▸ GOAL 1: Please repeat the passage of the article on Kidum's ban, starting at "Kidum was a" and ending at "influenced his ban.".
▸ GOAL 2: In the article on Kidum's ban, where does the musician say he is based?

Kidum is one of Burundi’s biggest music stars and has performed in Rwanda for the past 16 years.

But a police official phoned the musician’s manager to warn that he would only be allowed to make private visits to Rwanda.

“[My manager was told] Kidum is not supposed to perform, tell him to leave. If he comes for private visits fine, but no performances,” the musician told BBC’s Focus on Africa radio programme.

The mayor of Rwanda’s capital said that in this instance permission had not been sought from the authorities for him to perform at the festival in Kigali.

Kidum was a leading peace activist during Burundi’s civil war between 1993 and 2003 and used his songs to call for reconciliation.

The 44-year-old musician said he had never had problems with Rwandan authorities until recently when three of his shows were cancelled at the last minute – including one in December 2018.

That month Burundi had banned Meddy, a musician who is half-Burundian, half-Rwandan, from performing in the main city of Bujumbura.

Kidum said he was unsure if the diplomatic tensions between Burundi and Rwanda had influenced his ban.

“I don’t know, I don’t have any evidence about that. And if there was politics, I’m not a player in politics, I’m just a freelance musician based in Nairobi,” he said.

He said he would not challenge the ban: “There’s nothing I can do, I just wait until maybe the decision is changed some day.

“It’s similar to a family house and you are denied entry… so you just have to wait maybe until the head of the family decides otherwise.”

▸ Stored data:
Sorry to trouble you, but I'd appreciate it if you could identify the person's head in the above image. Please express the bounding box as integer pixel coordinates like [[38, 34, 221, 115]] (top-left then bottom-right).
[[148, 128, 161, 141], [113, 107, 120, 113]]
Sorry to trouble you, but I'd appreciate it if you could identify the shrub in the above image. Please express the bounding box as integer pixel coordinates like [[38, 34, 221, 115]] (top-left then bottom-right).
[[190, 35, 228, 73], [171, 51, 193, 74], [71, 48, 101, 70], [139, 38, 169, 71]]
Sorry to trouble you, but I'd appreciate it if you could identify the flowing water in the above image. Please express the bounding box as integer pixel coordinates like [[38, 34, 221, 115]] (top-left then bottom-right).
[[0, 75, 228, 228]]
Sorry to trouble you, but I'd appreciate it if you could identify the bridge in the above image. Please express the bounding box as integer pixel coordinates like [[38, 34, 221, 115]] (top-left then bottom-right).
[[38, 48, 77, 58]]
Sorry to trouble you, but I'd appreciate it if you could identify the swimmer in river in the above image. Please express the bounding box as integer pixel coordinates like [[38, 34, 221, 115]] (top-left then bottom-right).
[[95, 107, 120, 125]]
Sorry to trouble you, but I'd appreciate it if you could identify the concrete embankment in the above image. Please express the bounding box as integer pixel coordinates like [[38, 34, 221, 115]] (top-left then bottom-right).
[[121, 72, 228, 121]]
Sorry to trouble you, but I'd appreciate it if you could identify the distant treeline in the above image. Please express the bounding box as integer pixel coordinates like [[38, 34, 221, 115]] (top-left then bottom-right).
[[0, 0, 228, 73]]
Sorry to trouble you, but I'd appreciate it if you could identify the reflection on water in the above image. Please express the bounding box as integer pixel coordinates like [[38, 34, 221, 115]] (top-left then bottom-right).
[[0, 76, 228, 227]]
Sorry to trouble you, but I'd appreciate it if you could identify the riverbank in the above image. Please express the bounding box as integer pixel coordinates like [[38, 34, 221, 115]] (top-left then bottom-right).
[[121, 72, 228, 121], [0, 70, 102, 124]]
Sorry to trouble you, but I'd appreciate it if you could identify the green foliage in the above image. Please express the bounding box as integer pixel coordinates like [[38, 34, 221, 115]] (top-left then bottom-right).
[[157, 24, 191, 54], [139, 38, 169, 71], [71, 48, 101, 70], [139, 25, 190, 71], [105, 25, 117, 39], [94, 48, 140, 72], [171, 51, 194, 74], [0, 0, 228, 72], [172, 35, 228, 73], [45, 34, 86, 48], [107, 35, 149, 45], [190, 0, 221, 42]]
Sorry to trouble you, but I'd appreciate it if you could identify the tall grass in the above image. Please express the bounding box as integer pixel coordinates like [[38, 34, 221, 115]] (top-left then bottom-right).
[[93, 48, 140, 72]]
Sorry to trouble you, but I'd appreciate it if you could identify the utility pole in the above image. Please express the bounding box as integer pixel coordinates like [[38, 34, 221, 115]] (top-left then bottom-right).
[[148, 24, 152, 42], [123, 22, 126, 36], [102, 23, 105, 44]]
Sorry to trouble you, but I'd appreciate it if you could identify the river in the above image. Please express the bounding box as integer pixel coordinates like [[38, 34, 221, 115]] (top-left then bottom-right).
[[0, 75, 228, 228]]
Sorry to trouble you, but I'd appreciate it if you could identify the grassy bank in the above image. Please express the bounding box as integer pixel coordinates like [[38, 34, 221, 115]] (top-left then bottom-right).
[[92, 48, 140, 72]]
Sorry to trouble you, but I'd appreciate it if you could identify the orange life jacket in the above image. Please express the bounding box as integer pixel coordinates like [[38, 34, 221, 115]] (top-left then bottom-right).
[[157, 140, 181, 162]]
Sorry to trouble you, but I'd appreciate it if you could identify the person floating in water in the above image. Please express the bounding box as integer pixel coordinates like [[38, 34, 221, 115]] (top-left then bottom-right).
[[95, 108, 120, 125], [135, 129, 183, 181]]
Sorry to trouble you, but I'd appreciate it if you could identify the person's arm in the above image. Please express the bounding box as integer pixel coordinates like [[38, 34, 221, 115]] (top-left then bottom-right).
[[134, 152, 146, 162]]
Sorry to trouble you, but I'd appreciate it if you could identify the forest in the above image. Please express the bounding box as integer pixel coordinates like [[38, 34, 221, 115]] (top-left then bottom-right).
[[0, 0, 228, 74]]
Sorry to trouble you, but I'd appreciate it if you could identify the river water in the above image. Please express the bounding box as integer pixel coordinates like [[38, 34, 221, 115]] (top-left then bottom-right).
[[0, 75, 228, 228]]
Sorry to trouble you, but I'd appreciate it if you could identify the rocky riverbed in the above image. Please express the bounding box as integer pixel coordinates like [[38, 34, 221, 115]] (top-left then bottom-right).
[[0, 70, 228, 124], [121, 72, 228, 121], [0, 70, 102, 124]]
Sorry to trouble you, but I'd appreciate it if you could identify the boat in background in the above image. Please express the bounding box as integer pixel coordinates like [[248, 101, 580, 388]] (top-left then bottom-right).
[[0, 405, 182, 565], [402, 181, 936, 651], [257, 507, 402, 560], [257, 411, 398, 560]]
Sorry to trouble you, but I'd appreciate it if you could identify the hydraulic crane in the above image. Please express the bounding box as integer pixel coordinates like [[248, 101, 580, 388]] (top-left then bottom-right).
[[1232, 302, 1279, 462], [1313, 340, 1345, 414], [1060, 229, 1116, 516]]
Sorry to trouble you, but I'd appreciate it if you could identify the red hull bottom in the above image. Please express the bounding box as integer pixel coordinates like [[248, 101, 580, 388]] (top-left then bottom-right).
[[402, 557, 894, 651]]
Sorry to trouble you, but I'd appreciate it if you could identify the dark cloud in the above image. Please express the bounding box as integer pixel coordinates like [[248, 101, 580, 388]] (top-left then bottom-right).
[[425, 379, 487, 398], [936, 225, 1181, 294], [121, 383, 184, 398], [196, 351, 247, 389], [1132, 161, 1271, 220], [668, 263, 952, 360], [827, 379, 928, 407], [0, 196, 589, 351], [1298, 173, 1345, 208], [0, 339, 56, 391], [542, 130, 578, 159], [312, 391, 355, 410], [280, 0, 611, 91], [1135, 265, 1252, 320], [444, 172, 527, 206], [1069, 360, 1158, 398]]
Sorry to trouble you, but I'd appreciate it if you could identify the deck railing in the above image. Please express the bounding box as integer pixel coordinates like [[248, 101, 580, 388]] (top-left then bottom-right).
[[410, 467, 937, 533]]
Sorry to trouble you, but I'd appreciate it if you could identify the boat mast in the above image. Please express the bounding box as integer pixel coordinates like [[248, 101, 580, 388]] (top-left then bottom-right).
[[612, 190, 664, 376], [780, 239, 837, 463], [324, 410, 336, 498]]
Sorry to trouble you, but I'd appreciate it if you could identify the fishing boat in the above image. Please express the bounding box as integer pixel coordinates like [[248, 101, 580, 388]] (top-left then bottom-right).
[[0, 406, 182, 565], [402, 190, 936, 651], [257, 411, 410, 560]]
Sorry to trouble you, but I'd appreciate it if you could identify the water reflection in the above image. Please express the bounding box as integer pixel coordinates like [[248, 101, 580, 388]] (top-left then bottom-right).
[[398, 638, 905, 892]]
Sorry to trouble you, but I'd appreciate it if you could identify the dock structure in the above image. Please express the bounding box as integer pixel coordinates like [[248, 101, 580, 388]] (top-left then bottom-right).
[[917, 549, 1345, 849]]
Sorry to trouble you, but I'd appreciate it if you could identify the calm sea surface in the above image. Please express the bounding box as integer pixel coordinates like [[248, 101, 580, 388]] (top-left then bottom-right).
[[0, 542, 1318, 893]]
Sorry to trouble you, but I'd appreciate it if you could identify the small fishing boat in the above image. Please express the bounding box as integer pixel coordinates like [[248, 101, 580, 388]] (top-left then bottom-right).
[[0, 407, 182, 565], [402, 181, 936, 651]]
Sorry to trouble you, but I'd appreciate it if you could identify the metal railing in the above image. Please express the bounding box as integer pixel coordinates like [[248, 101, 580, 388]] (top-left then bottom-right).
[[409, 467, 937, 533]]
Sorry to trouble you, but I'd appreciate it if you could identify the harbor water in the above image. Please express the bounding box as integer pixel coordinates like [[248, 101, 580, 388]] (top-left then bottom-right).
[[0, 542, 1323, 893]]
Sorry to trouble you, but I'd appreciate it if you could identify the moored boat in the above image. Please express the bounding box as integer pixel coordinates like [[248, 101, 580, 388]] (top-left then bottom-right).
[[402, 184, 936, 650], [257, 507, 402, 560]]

▸ CORRECT RESULT 1:
Kidum was a leading peace activist during Burundi’s civil war between 1993 and 2003 and used his songs to call for reconciliation.

The 44-year-old musician said he had never had problems with Rwandan authorities until recently when three of his shows were cancelled at the last minute – including one in December 2018.

That month Burundi had banned Meddy, a musician who is half-Burundian, half-Rwandan, from performing in the main city of Bujumbura.

Kidum said he was unsure if the diplomatic tensions between Burundi and Rwanda had influenced his ban.

▸ CORRECT RESULT 2: Nairobi.